### What the task requires
Extend the forum thread below about made-to-measure suits and shirts, picking up right after its last line.

#### Text to read ####

I spoke with my tailor a while back and he said that it is common for them to remake the entire suit if it gets messed up. You'll have to probably go back and forth with them a couple times. They may well tell you to send it to their tailor in Vancouver if that is what they do now - but hopefully they will tell you to take it to a local tailor to have him 'take a look at it' to see if it can be fixed / verify something is wrong. This is what they have done to me with my messed up shirt order.

If you have any more questions you can PM me, I will be seeing my tailor this weekend and can ask for some advice for you on how to work a 'return', etc.

Cheers,

Josh


----------



## Sylvestre (Dec 29, 2007)

Also dipped my toe in the water and ordered 3 shirts while they were here in Toronto. This was based on others who raved about the quality of the shirts for the price. Sadly, I was not impressed. 

I chose a white herringbone and a blue herringbone in egyptian cotoon and a black w/ thin, vertical stripes (not pin-stripe) in oxford cotton.
When I received the shirts, I was not terribly impressed with the material, but it was the fit that really surprised me. 

I would think that, with measurements, the shirts would still fit better than an OTR however that was not the case. There was at least 5-6" of excess material along the waist, at the back of the shirt. Strangely, the front fit quite well however the back means that it billows out an incredible amount.

The white and blue shirts were done w/ french cuffs however the holes clearly do not line up well, to the point that the cuff is skewed quite badly when worn.

Personally, despite the ~$50 I paid, I won't use them again.


----------



## bacid (Nov 9, 2007)

Reading these reviews is very depressing.

I was hoping Maxwell's would be as good as they say.

Blizzak: I'm in Ottawa, where would you suggest I get a MTM at a reasonable price?


----------



## Fadi Q. (Mar 7, 2008)

bacid said:


> Reading these reviews is very depressing.
> 
> I was hoping Maxwell's would be as good as they say.
> 
> Blizzak: I'm in Ottawa, where would you suggest I get a MTM at a reasonable price?


bacid, I am from Ottawa as well.

Have you heard of Bolandi Classics? They are a Canadian label with best quality of service and moderate pricing (my suit landed at $950). I was introduced by a colleague of mine and had the pleasure of using their services in Fall 2007.

Hope this helps - https://www.bolandiclassics.com

They do something called semi-bespoke suiting. You can actually book a consultation at your home or office (I believe it is free of charge)


----------



## Beanboy (May 26, 2009)

*Chan Tailor visiting Toronto*

Has anyone tried Chan Tailor from HK before? They are coming to Toronto next week. I forgot which hotel, have to look it up.

There's so much mixed feedback from Maxwell, I think I'd better stick with something local for suits. May just try out their shirts for regular wear if its a good bargain.


----------



## GBR (Aug 10, 2005)

#### Extracted entries ####

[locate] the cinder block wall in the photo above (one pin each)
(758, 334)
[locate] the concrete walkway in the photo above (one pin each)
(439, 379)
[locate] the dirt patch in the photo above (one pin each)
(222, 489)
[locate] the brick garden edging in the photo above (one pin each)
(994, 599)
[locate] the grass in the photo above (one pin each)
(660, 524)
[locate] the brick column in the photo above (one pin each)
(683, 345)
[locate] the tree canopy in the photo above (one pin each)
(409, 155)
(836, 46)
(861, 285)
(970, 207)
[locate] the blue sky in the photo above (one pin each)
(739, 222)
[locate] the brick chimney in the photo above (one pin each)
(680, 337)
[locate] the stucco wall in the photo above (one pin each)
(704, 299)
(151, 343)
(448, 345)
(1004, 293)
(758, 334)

####
#### Extracted entries ####

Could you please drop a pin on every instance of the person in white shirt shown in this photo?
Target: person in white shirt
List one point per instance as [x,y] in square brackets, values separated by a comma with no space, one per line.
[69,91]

####

### Response to the task
Beanboy said:


> Has anyone tried Chan Tailor from HK before? They are coming to Toronto next week. I forgot which hotel, have to look it up.
> 
> There's so much mixed feedback from Maxwell, I think I'd better stick with something local for suits. May just try out their shirts for regular wear if its a good bargain.


Trying running a search. You would find that they are well known on here and generally well thought of.


----------



## Mithras (Apr 21, 2006)

I’m in the same boat (though I got into it about 8 years ago…).

Had a suit made (navy with a dark grey nailhead). The pants are great. Well made, good fit (though like you the seat and thighs are somewhat baggy). The jacket though… Oh the jacket… I’m a 44R with a 35 in. waist, so a 9in drop. I have big 20 inch shoulders and a big chest. 

The front of the jacket has darts but somehow it still seems that the jacket measurements are 47in chest, 47 in waist!! (I know this isn’t true, but the jacket just falls straight down from the shoulders). The jacket had so much shoulder padding I could have used it for football. And the arm holes seem to start around ½ - 1/3rd of the way up the jacket. It looked preposterous. 

If I had to describe the jacket cut in one sentence it would be; “Think of a 50XL jacket made with a smaller chest and then cut 8 in off the bottom.”

Pants are nice though. I still wear them as odd trousers.


----------



## ccsabathia (Jun 19, 2008)

Do not waste time with Maxwell! I ordered shirts with them and they are a disaster. They tend to 'err on the side of caution' and 'pad' the measurements - shoulders an inch bigger, shirt length an inch bigger, sleeve length an inch bigger, sleeve width an inch bigger, torso an inch bigger, etc. 
Maybe their conservative fit is suitable for older clients with large bodies but if you want a trim, slim fit then I suggest you look elsewhere.


----------



## golfei (Mar 19, 2012)

Don't use them!

A more recent purchase 2012. Too bad i didn't find this thread before i ordered from them. Most of the feedback was positive, though mostly old so all the pricing was substantially lower. This year, I spend over $1000 for a suit, pair of pants and 3 shirts. Prices are almost the same as a made to measure sale here for suits, so very little difference. 

The pants fit ok. The shirts, i'm still trying to decide if they are usable; i ordered french cuffs, and they are so tight, that i can't slide my arm out to see the watch, they are like hand cuffs. Plus there are definite measurement errors. When i got measured, i asked him what he thought about the width of the sleeve, he says too big. After getting my shirts, the sleeves are wider than any shirts i own off the rack. My arms are smaller, not bigger than the average person.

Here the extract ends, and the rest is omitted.